Begin Records to use
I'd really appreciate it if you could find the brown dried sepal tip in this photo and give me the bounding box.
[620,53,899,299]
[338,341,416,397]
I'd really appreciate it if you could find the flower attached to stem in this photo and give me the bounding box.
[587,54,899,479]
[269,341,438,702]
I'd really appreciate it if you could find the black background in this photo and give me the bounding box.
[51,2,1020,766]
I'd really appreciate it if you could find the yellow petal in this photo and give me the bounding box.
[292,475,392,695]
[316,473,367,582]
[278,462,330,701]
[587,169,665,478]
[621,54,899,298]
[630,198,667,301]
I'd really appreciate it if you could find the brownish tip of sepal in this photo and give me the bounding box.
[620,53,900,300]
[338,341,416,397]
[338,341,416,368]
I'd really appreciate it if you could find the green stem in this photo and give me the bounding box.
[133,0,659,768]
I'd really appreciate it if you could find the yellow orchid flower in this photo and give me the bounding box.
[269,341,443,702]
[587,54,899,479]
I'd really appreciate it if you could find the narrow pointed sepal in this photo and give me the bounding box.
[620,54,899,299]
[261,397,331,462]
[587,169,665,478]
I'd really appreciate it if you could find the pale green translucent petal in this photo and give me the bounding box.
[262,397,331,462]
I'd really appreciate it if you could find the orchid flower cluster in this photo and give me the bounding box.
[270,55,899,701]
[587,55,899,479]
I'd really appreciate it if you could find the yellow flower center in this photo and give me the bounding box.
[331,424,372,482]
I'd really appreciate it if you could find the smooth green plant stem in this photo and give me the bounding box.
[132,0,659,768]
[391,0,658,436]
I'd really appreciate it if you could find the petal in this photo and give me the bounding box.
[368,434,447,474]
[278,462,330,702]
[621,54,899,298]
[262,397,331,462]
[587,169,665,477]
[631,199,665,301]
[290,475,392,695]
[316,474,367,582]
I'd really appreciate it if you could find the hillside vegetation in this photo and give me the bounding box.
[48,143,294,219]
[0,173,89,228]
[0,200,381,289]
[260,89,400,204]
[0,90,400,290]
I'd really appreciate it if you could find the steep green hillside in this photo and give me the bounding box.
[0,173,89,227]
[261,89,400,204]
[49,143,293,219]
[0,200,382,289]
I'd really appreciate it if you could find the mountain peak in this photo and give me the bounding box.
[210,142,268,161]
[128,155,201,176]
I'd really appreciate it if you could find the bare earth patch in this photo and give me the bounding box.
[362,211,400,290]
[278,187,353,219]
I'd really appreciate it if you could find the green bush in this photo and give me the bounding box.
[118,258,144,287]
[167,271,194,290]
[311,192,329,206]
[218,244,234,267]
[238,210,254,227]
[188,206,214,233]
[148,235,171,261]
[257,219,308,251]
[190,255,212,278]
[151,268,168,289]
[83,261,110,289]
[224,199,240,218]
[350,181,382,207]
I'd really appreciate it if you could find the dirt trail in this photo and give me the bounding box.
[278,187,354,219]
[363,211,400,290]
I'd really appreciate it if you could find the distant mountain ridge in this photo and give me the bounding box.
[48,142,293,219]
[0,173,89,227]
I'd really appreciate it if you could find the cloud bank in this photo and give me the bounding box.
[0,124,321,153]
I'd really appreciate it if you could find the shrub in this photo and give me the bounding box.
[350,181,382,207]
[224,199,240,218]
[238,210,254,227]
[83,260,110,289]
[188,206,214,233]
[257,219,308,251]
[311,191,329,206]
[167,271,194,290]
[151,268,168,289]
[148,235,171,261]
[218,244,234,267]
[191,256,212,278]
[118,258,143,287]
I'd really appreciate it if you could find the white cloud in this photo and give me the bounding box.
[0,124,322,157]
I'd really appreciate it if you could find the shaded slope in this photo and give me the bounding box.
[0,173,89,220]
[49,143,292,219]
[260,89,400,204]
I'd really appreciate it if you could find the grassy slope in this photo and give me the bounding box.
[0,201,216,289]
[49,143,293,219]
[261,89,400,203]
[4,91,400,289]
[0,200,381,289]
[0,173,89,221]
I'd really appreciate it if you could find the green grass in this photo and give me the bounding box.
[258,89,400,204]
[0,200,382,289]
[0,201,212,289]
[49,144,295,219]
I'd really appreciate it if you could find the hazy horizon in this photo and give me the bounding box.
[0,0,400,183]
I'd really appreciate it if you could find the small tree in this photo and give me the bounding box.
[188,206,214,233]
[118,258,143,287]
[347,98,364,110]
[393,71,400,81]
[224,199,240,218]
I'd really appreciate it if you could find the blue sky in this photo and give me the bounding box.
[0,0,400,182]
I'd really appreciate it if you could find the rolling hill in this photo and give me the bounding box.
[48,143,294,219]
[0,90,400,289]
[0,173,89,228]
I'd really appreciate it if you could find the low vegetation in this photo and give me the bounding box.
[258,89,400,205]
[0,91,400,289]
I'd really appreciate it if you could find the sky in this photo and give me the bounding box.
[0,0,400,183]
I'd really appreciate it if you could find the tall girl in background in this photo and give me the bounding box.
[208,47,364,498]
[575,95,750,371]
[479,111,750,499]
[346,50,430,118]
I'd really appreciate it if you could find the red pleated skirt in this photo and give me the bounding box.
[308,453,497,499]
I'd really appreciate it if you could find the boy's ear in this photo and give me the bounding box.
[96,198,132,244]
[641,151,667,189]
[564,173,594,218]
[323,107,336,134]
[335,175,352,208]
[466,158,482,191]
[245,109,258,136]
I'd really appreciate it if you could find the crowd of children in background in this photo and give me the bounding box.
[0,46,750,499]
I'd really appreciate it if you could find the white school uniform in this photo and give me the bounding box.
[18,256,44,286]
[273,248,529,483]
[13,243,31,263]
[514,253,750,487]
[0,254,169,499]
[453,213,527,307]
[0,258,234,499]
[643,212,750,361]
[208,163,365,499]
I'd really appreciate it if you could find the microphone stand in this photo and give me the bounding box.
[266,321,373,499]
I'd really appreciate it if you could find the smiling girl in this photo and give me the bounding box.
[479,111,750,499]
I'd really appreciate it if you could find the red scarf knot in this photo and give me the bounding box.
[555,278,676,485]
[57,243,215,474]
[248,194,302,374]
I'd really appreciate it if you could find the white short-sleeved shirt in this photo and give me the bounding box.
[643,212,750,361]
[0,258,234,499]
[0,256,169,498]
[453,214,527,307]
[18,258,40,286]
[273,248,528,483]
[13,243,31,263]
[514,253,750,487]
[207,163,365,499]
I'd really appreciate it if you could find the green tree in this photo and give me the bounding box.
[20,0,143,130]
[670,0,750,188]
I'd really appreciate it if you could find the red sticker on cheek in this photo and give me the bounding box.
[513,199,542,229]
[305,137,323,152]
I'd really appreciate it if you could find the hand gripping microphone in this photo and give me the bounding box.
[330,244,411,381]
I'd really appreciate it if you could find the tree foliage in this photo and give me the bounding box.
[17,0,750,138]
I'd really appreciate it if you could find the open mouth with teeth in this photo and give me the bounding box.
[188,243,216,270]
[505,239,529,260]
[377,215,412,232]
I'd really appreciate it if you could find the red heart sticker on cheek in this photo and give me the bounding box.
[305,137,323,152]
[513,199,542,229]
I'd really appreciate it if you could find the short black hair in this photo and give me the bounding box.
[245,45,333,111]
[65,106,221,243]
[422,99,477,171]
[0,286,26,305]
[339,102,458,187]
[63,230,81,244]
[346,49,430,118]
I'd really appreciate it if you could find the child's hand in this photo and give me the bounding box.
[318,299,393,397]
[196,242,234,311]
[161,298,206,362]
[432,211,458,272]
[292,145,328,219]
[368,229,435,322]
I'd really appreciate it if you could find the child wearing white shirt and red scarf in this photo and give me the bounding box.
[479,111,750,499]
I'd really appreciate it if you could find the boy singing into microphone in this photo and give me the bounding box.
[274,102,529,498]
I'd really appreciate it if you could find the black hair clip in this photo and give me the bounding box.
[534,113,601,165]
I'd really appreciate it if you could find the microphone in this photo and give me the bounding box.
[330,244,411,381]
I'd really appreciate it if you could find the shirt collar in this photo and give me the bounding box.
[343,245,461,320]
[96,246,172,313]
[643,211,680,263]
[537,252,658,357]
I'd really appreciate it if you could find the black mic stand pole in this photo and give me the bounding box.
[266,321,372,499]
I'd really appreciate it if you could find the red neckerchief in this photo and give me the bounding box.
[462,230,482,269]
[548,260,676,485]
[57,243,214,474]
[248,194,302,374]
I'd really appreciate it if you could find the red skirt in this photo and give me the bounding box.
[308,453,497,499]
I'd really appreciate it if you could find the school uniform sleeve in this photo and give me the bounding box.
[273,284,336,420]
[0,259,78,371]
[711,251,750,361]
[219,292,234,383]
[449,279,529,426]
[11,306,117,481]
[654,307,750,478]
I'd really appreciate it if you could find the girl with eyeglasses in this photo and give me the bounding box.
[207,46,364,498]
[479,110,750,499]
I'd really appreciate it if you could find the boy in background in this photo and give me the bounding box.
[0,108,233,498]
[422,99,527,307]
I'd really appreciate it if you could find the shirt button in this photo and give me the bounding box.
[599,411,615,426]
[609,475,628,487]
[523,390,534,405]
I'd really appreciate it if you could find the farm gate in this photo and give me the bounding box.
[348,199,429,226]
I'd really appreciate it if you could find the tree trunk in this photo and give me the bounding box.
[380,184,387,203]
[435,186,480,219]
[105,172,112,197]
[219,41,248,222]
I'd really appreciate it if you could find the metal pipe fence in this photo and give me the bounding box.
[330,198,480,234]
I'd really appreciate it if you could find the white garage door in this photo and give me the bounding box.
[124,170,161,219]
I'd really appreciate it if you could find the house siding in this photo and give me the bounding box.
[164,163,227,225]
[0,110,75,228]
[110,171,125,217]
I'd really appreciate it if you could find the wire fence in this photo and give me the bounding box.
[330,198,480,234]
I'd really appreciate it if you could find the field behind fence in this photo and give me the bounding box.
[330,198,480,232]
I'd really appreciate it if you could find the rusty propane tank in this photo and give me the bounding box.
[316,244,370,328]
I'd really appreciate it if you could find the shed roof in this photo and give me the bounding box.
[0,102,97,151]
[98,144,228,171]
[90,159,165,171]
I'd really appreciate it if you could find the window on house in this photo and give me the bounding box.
End Records to use
Task requirements: Reproduce the items from the line containing "I'd really appreciate it if you could find the girl" through the end of the items, switching "propane tank" to "fuel tank" and leaving everything else unchanged.

The solution:
I'd really appreciate it if you could find the girl with eyeglasses in this photo and give me the bounding box.
[207,46,364,498]
[479,110,750,499]
I'd really appreciate it if you could find the boy in background in this photo and give me the bounding box.
[0,108,233,498]
[422,99,527,307]
I'd really appreciate it if you could find the shirt button in this photo and give me the bounding box.
[599,411,615,426]
[609,475,628,487]
[523,390,534,405]
I'd really appreciate it if you could find the farm gate in this photo and give me the bounding box.
[348,199,429,226]
I'd really appreciate it if you could find the tree trunk in this photo and give me the bounding box.
[380,184,387,203]
[435,186,480,219]
[105,172,112,197]
[219,41,248,222]
I'd really appreciate it if you could find the metal pipe fence in this photo and give me the bounding box.
[330,198,480,234]
I'd really appreciate it if you could find the white garage door in this photo and give me the bounding box.
[124,170,161,219]
I'd really appreciate it if you could find the house siding in this photo and give me the bounding box.
[164,163,227,225]
[0,110,75,228]
[110,171,125,217]
I'd really appreciate it if you could find the wire fence in this photo and give me the bounding box.
[330,198,480,234]
I'd really appreciate it if you could find the field behind fence in this photo and give me the bounding box.
[330,198,480,232]
I'd really appreciate it if you could find the rusty fuel tank in this photo and give me the bounding box.
[316,244,370,328]
I'd really appreciate it if you could find the shed roof in this photo and give me the bounding box.
[0,102,97,151]
[98,144,228,171]
[90,159,165,171]
I'd really appreciate it if you could find the window on house in this photo and give me the bounding box.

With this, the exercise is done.